§ Extracted data
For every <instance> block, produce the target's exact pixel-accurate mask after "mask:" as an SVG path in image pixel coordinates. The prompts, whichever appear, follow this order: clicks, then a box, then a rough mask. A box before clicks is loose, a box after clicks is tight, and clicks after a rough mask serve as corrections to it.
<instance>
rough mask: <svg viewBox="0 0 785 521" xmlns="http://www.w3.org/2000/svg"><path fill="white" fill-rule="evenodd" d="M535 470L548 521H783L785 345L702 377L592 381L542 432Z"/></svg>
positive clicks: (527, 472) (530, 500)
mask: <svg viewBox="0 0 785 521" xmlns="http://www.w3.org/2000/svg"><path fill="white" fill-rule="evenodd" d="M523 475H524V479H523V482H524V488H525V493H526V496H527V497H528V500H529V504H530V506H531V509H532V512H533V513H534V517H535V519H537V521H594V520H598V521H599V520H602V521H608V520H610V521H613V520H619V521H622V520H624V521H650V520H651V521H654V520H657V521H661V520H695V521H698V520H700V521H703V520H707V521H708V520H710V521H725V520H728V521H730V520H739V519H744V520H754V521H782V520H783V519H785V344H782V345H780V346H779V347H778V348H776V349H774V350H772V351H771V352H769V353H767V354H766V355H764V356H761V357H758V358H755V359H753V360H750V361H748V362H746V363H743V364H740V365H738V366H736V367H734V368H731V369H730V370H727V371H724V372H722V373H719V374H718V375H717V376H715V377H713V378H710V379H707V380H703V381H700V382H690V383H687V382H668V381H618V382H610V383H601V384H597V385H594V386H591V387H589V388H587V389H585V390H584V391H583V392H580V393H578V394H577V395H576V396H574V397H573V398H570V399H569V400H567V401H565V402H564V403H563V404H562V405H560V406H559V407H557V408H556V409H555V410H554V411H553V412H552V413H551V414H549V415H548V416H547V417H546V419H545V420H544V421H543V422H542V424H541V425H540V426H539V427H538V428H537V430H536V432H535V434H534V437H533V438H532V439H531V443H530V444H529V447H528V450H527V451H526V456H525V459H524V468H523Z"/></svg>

§ Exercise requirements
Give every line of the items above as a numbered list, leaving out blank lines.

§ Response below
1. For every <instance> block, produce the target's exact pixel-accurate mask after "mask:" as an SVG path in image pixel coordinates. The prompts, whichever appear, follow this order: clicks, then a box, then a rough mask. A box before clicks is loose, a box after clicks is tight, and clicks after a rough mask serve as corrections to it.
2. <instance>
3. rough mask: <svg viewBox="0 0 785 521" xmlns="http://www.w3.org/2000/svg"><path fill="white" fill-rule="evenodd" d="M535 470L548 521H783L785 345L702 377L592 381L542 432Z"/></svg>
4. positive clicks: (527, 472) (530, 500)
5. mask: <svg viewBox="0 0 785 521" xmlns="http://www.w3.org/2000/svg"><path fill="white" fill-rule="evenodd" d="M523 475H524V479H523V482H524V488H525V493H526V496H527V497H528V500H529V504H530V506H531V509H532V512H533V513H534V517H535V519H537V521H594V520H598V521H599V520H602V521H608V520H610V521H613V520H619V521H622V520H624V521H650V520H651V521H654V520H657V521H661V520H695V521H698V520H700V521H703V520H707V521H708V520H710V521H725V520H728V521H730V520H739V519H744V520H754V521H782V520H783V519H785V344H782V345H780V346H779V347H778V348H776V349H774V350H772V351H771V352H769V353H767V354H766V355H764V356H761V357H758V358H755V359H753V360H750V361H748V362H746V363H743V364H740V365H738V366H736V367H734V368H731V369H730V370H727V371H724V372H722V373H719V374H718V375H717V376H715V377H713V378H710V379H707V380H703V381H700V382H690V383H687V382H668V381H618V382H610V383H601V384H597V385H594V386H591V387H589V388H587V389H585V390H584V391H583V392H580V393H578V394H577V395H576V396H574V397H573V398H570V399H569V400H567V401H565V402H564V403H563V404H562V405H560V406H559V407H557V408H556V409H555V410H554V411H553V412H552V413H551V414H549V415H548V416H547V417H546V419H545V420H544V421H543V422H542V424H541V425H540V426H539V427H538V428H537V430H536V432H535V434H534V437H533V438H532V439H531V443H530V444H529V447H528V450H527V451H526V456H525V459H524V468H523Z"/></svg>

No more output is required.